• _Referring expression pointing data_
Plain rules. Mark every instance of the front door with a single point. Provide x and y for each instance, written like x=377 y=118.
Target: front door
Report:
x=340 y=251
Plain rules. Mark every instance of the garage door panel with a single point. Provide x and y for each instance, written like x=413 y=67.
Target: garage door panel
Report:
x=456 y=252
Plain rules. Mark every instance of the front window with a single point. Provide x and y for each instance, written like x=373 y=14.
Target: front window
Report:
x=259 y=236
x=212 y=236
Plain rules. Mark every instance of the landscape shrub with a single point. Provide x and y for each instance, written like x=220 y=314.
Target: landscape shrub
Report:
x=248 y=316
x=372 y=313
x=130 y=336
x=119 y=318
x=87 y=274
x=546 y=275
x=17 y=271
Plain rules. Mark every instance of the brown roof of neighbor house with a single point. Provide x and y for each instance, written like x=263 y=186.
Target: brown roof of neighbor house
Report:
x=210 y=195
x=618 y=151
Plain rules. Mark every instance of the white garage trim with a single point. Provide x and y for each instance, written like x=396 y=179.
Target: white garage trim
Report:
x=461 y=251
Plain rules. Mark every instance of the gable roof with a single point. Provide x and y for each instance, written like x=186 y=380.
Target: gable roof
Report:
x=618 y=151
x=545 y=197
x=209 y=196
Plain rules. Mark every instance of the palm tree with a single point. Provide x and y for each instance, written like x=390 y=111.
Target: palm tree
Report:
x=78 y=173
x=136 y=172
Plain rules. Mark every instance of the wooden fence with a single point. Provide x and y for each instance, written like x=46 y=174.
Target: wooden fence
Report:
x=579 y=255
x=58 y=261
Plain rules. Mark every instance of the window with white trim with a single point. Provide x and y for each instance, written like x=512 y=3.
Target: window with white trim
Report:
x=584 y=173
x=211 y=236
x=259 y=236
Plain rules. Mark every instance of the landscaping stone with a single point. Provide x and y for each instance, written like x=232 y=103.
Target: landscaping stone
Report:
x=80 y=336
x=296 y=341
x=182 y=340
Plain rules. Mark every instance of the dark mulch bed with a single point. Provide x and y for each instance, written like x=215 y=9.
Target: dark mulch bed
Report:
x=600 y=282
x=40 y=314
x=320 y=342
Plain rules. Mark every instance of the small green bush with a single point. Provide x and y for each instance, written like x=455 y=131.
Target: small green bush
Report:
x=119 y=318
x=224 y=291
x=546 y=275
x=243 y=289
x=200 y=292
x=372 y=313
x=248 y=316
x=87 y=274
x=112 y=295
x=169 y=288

• _INSTRUCTIONS TO FOLLOW_
Among the records above, find each line containing the string "shrub" and copy it.

• _SOLUTION_
Plain rules. Mark every instance of the landscape shrub with a single point. Provide x and y for each instance, written like x=220 y=314.
Target: landscape shrub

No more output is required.